#### [EXERCISE DETAILS]
Begin at the line containing "Practice step: find the silver" and give again every line to the end of the records, exactly, without the pictures.

--- EXTRACTED RECORDS ---

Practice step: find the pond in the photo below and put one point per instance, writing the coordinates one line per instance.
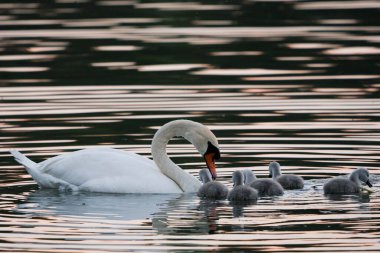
(292, 81)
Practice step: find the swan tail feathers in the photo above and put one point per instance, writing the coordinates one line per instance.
(43, 179)
(22, 159)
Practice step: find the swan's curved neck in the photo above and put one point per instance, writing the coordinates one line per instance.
(183, 179)
(275, 171)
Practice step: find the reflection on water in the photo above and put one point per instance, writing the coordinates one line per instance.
(292, 81)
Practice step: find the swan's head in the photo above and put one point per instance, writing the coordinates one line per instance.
(205, 142)
(205, 176)
(274, 170)
(363, 175)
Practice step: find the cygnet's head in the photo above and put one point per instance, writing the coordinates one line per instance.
(363, 175)
(238, 178)
(249, 177)
(274, 169)
(205, 176)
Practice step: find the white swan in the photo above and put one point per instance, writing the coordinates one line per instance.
(116, 171)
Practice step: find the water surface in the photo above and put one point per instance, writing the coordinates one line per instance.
(292, 81)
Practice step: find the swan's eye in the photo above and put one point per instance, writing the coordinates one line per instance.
(214, 150)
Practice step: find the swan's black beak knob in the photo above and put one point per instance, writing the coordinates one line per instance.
(368, 183)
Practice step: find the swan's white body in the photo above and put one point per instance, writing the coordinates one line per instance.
(116, 171)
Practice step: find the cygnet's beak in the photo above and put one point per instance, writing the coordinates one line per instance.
(210, 161)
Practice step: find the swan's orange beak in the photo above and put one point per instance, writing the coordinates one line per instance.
(210, 161)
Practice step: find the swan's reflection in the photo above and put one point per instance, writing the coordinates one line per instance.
(87, 204)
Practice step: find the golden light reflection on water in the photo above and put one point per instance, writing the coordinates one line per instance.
(300, 88)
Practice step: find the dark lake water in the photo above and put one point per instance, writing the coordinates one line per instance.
(293, 81)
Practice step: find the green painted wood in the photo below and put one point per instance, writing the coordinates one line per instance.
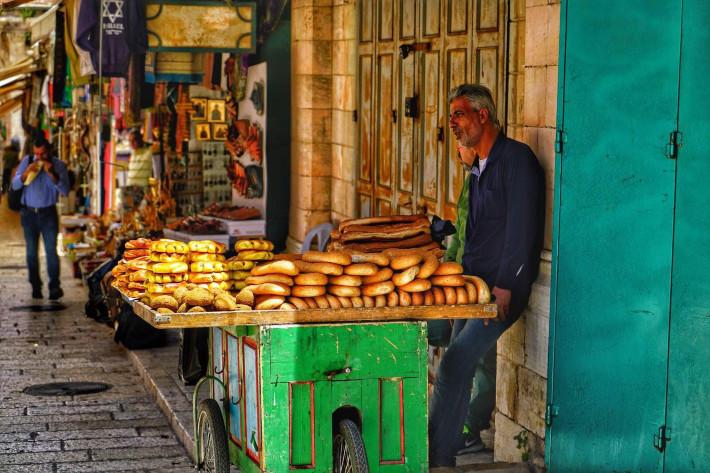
(689, 378)
(613, 235)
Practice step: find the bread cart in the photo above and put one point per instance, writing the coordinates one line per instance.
(318, 390)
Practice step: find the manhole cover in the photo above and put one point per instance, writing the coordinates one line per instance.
(38, 308)
(66, 389)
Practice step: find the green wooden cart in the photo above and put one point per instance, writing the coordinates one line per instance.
(317, 390)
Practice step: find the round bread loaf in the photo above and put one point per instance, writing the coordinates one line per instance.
(405, 300)
(361, 269)
(330, 269)
(276, 267)
(377, 289)
(418, 285)
(439, 298)
(448, 268)
(311, 279)
(268, 302)
(279, 278)
(430, 264)
(322, 302)
(405, 261)
(346, 280)
(297, 302)
(384, 274)
(453, 280)
(406, 276)
(334, 257)
(307, 291)
(344, 291)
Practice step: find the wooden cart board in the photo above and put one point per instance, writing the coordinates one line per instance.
(312, 316)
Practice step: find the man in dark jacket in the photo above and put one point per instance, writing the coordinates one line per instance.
(504, 232)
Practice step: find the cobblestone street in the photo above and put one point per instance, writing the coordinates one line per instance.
(118, 430)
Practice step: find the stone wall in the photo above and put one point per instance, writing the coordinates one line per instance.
(521, 388)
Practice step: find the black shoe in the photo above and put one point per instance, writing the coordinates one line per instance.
(471, 444)
(55, 294)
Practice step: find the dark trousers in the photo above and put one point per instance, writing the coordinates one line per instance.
(45, 222)
(470, 340)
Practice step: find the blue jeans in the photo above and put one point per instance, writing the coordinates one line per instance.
(470, 340)
(45, 222)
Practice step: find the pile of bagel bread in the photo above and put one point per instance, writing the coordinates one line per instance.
(376, 234)
(334, 280)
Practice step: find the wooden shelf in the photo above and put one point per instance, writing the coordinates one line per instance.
(311, 316)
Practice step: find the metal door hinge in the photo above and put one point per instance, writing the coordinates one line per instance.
(675, 142)
(662, 438)
(560, 139)
(550, 411)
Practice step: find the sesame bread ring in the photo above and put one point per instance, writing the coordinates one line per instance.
(453, 280)
(405, 261)
(308, 291)
(392, 299)
(439, 298)
(310, 302)
(384, 274)
(449, 295)
(344, 291)
(461, 296)
(346, 280)
(270, 288)
(430, 264)
(418, 285)
(378, 289)
(405, 300)
(268, 302)
(471, 292)
(406, 276)
(297, 302)
(361, 269)
(276, 267)
(345, 302)
(448, 268)
(333, 302)
(311, 279)
(279, 278)
(169, 268)
(334, 257)
(331, 269)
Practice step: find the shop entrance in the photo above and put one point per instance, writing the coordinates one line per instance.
(410, 54)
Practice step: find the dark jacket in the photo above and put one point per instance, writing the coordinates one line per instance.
(506, 219)
(124, 32)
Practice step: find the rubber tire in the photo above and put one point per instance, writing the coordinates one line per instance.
(209, 417)
(349, 434)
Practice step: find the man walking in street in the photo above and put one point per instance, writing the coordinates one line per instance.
(42, 178)
(503, 240)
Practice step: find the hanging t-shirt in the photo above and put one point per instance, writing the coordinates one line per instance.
(124, 31)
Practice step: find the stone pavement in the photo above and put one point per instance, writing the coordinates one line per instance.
(117, 430)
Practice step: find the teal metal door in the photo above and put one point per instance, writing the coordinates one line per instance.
(617, 106)
(689, 377)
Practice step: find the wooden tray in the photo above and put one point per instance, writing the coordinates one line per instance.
(311, 316)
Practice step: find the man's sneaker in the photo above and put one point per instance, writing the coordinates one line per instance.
(55, 294)
(471, 444)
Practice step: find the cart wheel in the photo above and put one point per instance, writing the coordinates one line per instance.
(213, 455)
(348, 450)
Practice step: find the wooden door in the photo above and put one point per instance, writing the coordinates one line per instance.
(407, 160)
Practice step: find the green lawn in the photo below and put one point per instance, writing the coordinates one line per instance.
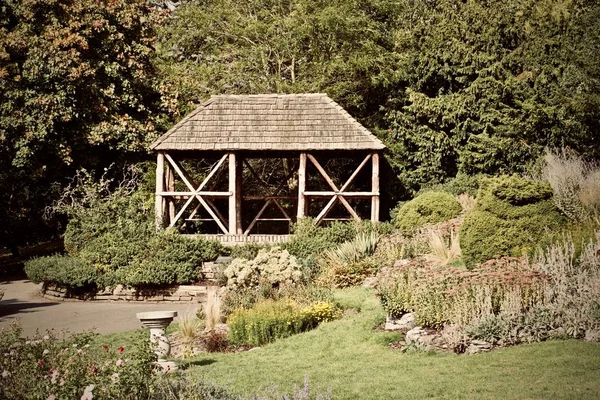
(352, 360)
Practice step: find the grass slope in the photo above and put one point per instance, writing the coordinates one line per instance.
(352, 360)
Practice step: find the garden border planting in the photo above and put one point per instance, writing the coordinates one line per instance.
(165, 294)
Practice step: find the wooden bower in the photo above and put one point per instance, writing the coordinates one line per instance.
(169, 168)
(238, 128)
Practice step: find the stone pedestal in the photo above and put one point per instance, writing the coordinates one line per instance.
(158, 321)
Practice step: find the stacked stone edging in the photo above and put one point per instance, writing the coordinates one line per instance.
(168, 294)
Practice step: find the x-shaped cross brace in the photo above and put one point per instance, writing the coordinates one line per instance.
(270, 197)
(195, 192)
(339, 193)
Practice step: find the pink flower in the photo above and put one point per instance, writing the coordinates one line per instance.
(53, 375)
(87, 392)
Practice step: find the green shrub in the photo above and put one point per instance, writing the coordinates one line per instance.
(301, 294)
(269, 320)
(249, 251)
(347, 274)
(64, 271)
(168, 258)
(461, 183)
(309, 240)
(348, 265)
(275, 266)
(428, 208)
(510, 218)
(44, 367)
(112, 240)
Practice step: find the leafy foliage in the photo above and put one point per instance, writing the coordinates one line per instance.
(46, 366)
(308, 239)
(509, 218)
(489, 84)
(341, 48)
(270, 320)
(63, 270)
(275, 266)
(111, 239)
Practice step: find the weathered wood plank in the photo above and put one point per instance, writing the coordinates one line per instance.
(234, 194)
(375, 188)
(302, 204)
(158, 199)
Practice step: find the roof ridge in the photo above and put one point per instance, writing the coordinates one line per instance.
(273, 121)
(180, 123)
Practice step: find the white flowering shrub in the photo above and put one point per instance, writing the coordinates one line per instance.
(275, 266)
(75, 367)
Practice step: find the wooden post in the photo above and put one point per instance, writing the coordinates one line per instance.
(234, 195)
(170, 202)
(302, 204)
(375, 188)
(158, 199)
(238, 195)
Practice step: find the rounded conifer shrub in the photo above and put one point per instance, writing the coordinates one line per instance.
(512, 216)
(427, 208)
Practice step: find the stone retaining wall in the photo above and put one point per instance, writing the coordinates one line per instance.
(170, 294)
(234, 240)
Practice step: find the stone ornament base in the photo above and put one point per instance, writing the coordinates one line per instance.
(157, 322)
(168, 294)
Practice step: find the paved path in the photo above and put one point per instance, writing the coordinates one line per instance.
(22, 301)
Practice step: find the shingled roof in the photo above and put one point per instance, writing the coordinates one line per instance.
(277, 122)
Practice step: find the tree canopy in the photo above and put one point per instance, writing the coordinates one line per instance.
(451, 86)
(76, 81)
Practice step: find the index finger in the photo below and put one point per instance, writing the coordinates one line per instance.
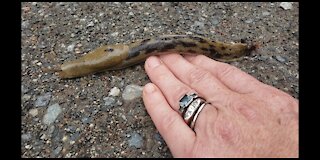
(232, 77)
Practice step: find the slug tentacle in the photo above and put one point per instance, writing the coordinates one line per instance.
(112, 57)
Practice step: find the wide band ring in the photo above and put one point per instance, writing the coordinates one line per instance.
(186, 100)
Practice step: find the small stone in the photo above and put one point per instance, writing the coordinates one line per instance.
(52, 113)
(131, 14)
(51, 129)
(135, 140)
(86, 120)
(199, 24)
(65, 138)
(115, 91)
(26, 137)
(26, 97)
(70, 129)
(263, 57)
(24, 89)
(24, 24)
(57, 150)
(109, 101)
(286, 5)
(265, 13)
(70, 47)
(215, 21)
(280, 58)
(114, 34)
(33, 112)
(131, 92)
(91, 24)
(43, 100)
(249, 21)
(28, 146)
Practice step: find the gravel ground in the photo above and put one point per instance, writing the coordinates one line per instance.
(103, 115)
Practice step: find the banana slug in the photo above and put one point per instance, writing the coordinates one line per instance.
(119, 56)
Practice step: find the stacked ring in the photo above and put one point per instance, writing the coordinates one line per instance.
(190, 107)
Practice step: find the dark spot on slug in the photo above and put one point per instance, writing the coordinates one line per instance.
(199, 39)
(109, 50)
(165, 39)
(145, 41)
(187, 44)
(149, 48)
(204, 49)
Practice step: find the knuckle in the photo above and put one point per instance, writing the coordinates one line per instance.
(169, 121)
(198, 75)
(227, 71)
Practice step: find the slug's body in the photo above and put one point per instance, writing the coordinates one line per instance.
(112, 57)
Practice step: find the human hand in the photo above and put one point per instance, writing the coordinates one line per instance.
(245, 118)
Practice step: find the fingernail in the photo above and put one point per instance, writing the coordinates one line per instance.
(149, 88)
(153, 62)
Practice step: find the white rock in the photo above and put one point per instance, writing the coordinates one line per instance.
(115, 91)
(70, 47)
(286, 5)
(52, 113)
(131, 92)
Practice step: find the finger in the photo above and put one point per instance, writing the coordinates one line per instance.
(232, 77)
(200, 80)
(172, 88)
(170, 124)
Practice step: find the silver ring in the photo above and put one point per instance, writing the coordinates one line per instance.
(192, 109)
(186, 100)
(193, 122)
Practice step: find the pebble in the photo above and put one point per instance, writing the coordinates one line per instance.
(26, 97)
(249, 21)
(86, 120)
(91, 24)
(70, 47)
(115, 91)
(198, 24)
(24, 89)
(132, 92)
(263, 57)
(265, 13)
(135, 140)
(70, 129)
(131, 14)
(33, 112)
(57, 150)
(43, 100)
(52, 113)
(215, 21)
(109, 101)
(280, 58)
(26, 137)
(114, 34)
(24, 24)
(286, 5)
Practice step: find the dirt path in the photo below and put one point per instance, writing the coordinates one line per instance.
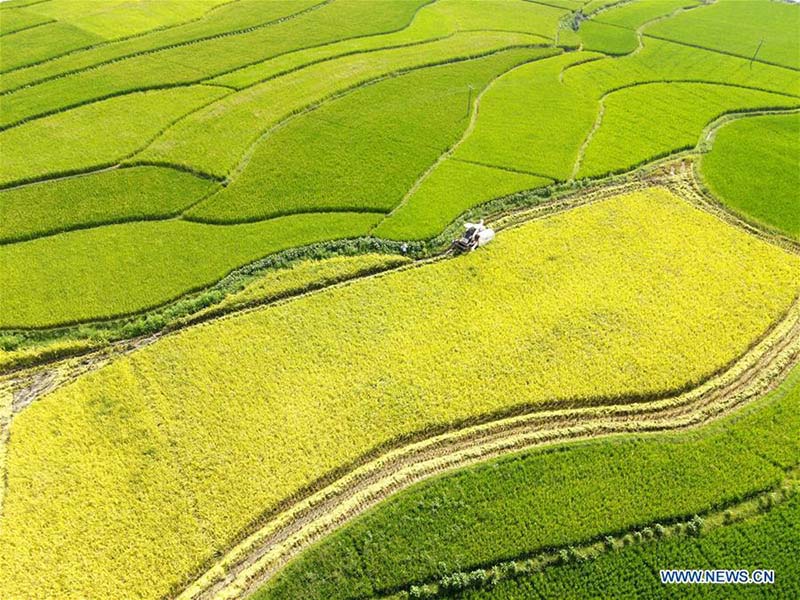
(255, 560)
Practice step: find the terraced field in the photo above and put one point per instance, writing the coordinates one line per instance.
(238, 357)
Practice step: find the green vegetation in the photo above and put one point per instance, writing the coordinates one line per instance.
(556, 497)
(229, 18)
(754, 167)
(121, 269)
(213, 140)
(16, 20)
(100, 198)
(93, 136)
(219, 423)
(760, 30)
(40, 43)
(119, 18)
(609, 39)
(446, 193)
(364, 150)
(766, 542)
(644, 122)
(192, 63)
(303, 277)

---

#### [FULL RESPONSE]
Practice step: find the silver ring in the photo above and put one point per instance, writing the coordinates one line per instance.
(192, 109)
(186, 100)
(193, 122)
Practice step: find the pebble in the photo above and put one point per instance, writing the coordinates one line per instance.
(26, 97)
(249, 21)
(86, 120)
(91, 24)
(70, 47)
(115, 91)
(198, 24)
(24, 89)
(132, 92)
(263, 57)
(265, 13)
(135, 140)
(70, 129)
(131, 14)
(33, 112)
(57, 150)
(43, 100)
(52, 113)
(215, 21)
(109, 101)
(280, 58)
(26, 137)
(114, 34)
(24, 24)
(286, 5)
Practice step: find the dirt path in the photo below and put one point per instance, writing the coordinates one line per instance.
(255, 560)
Practice step: find the terraced field in the photo above and put one point per instance, writing the coordinates one line per instance.
(238, 357)
Practice step: find the green vegetation in the photo above and put one point per instance, writing the coordinates one line per instance.
(556, 497)
(229, 18)
(754, 167)
(121, 269)
(213, 140)
(16, 20)
(100, 198)
(93, 136)
(219, 423)
(760, 30)
(40, 43)
(119, 18)
(609, 39)
(446, 193)
(364, 150)
(766, 542)
(644, 122)
(192, 63)
(303, 277)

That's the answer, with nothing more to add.